__Vorliegender Text__:
···
Danke, so langsam verstehe ich, warum das zumindest generell nicht viel bringt. Ich dachte halt, in meinem Fall wäre das wie beschrieben kein Problem, denn hier könnte ich ja sehr wohl deutlich erkennen, ob der Wert vor oder nach einem Knopfdruck erschienen ist (genauer brauche ich es ja gar nicht).

@byte: Kann man den Debugger auch so konfigurieren, dass er bei einem solchen Watchpoint nur kurz anhält, den neuen Wert anzeigt (im Variablenfenster z.B.) und dann automatisch mit der Ausführung des Programms bis zum nächsten Watchpoint fortfährt?


----------



## byte (7. Jan 2010)

Kommt drauf an von welchem "Debugger" Du sprichst. In Eclipse und IntelliJ IDEA gibts das afaik nicht. 

Was ist so schlim daran, einfach Resume (F8) zu drücken?


----------



## wave (7. Jan 2010)
···
__Erhobene Daten__:
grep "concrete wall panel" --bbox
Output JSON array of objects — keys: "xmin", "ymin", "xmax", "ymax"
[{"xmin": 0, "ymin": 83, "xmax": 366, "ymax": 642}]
···
__Arbeitsauftrag__: Schreibe den Forenthread über Watchpoints im Debugger im Anschluss an seine letzte Zeile weiter. Die Daten sind hierfür ohne Belang.

__Erwartete Antwort__:
Naja, wenn man mehrere Variablen überwachen will, wäre eine Gesamtliste etwas übersichtlicher, aber ich werde es jetzt wohl wie beschrieben machen. Danke euch beiden!


----------



## byte (7. Jan 2010)

Das kannst Du mit Watch Expressions erreichen (siehe Expressions View). Finds aber eher umständlich.

An Deiner Stelle würde ich das einfach mit Logging lösen. Du könntest einfach einen Thread laufen lassen, der alle paar Sekunden ein Dump alle Values loggt. Das hast Du in ein paar Minuten implementiert und es erfüllt genau den Zweck.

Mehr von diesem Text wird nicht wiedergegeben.